§ WHAT YOU NEED TO DO:
Count the lines of the entries below that contain the word “curved”, and state only that number.

§ RECORDS SHOWN:
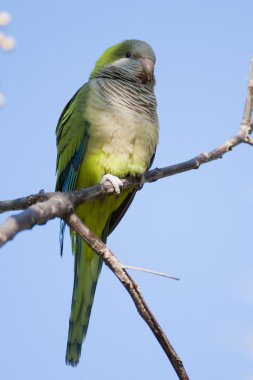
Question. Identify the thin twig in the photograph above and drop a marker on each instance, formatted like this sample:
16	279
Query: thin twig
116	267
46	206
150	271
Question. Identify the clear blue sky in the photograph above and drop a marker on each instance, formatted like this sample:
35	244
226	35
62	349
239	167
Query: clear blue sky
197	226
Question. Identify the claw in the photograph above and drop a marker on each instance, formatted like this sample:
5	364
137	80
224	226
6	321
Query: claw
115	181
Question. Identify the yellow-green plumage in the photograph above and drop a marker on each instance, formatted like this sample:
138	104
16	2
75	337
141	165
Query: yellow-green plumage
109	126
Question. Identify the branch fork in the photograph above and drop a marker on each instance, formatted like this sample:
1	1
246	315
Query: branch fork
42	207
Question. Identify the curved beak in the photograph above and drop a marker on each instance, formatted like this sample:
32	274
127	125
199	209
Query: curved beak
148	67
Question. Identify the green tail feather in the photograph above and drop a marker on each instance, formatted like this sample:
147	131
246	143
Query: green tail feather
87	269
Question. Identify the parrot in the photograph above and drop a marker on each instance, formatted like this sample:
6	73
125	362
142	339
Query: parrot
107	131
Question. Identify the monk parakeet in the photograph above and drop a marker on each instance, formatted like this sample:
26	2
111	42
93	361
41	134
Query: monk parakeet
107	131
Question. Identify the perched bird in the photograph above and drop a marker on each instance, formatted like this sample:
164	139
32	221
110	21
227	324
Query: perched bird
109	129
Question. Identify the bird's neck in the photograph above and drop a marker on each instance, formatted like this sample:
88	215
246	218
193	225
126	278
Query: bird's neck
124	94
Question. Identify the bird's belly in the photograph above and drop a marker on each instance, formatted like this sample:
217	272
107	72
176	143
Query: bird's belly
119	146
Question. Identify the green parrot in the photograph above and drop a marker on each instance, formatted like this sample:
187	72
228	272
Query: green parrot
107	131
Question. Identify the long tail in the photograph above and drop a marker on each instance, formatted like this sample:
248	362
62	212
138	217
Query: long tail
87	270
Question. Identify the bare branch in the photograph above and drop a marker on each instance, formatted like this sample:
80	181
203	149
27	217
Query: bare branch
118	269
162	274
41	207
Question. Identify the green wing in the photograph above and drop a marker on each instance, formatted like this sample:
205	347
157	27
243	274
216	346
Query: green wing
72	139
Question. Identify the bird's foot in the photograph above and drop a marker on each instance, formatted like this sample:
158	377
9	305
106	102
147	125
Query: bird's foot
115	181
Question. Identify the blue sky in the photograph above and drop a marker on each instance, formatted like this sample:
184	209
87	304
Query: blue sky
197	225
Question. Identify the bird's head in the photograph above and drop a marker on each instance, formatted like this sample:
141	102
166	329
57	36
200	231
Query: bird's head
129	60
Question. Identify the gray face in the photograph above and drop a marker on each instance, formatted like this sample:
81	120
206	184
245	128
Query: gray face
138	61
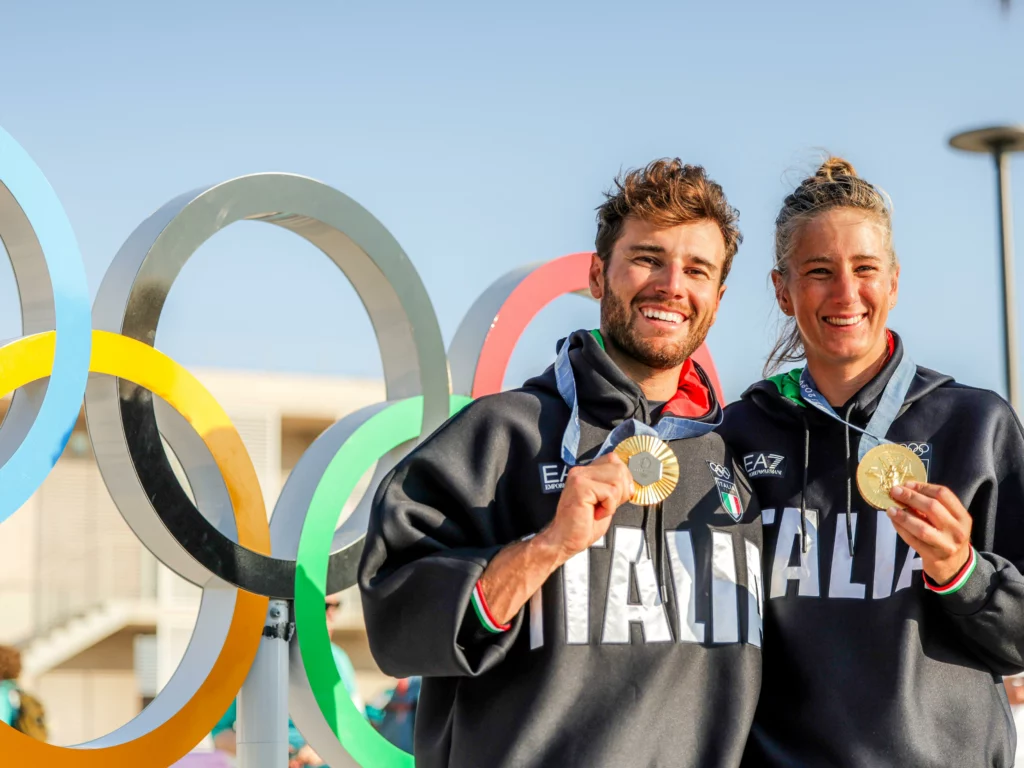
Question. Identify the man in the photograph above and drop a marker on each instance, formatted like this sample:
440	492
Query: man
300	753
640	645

--

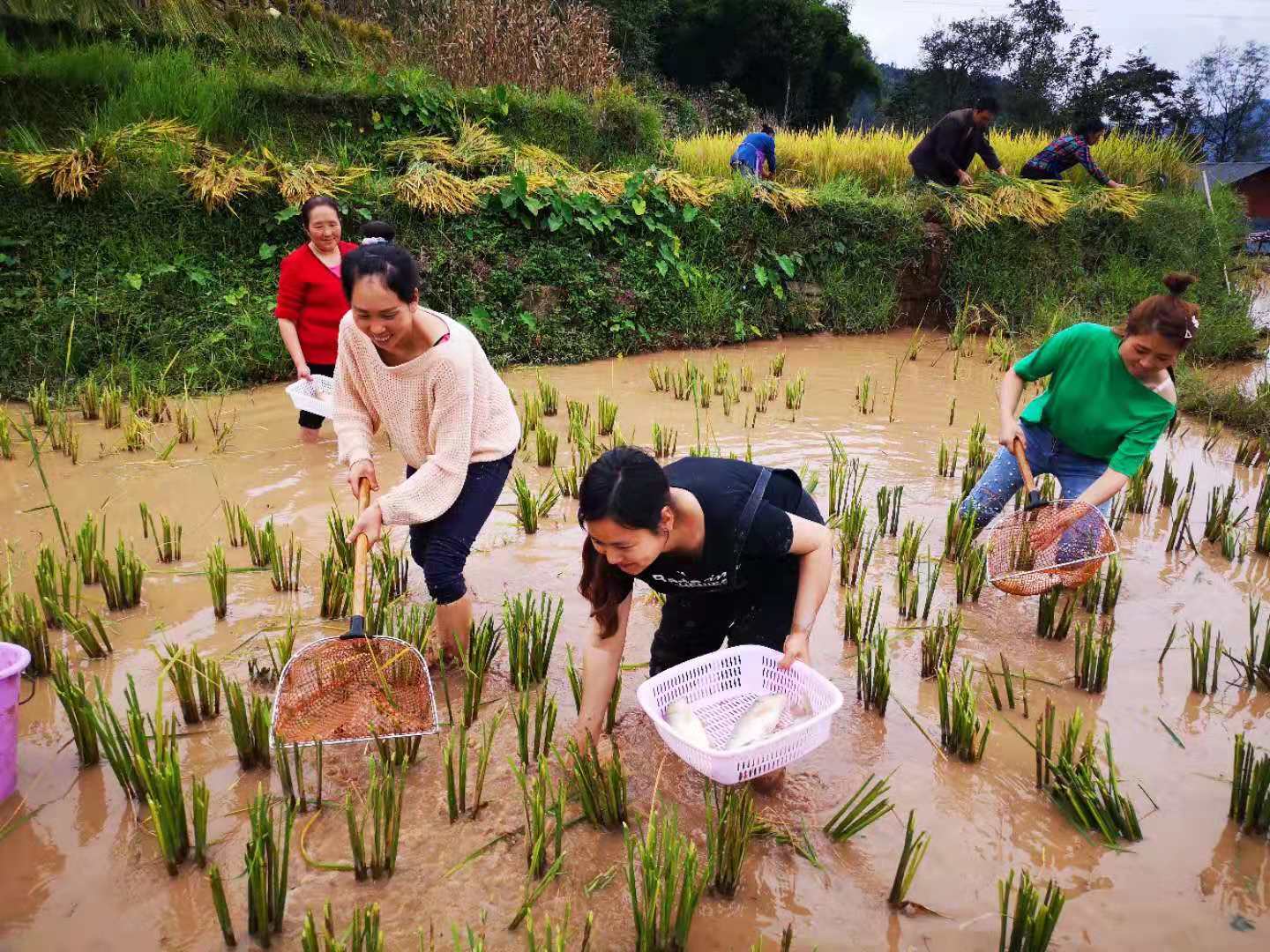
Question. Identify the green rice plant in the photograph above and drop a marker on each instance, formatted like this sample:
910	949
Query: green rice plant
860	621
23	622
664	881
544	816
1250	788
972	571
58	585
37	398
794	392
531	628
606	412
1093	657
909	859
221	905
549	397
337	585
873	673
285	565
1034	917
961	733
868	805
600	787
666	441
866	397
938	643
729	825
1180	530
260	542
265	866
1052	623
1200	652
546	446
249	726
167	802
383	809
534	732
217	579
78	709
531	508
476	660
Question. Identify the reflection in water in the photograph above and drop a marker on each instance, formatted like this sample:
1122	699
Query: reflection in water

§ ANSWER:
2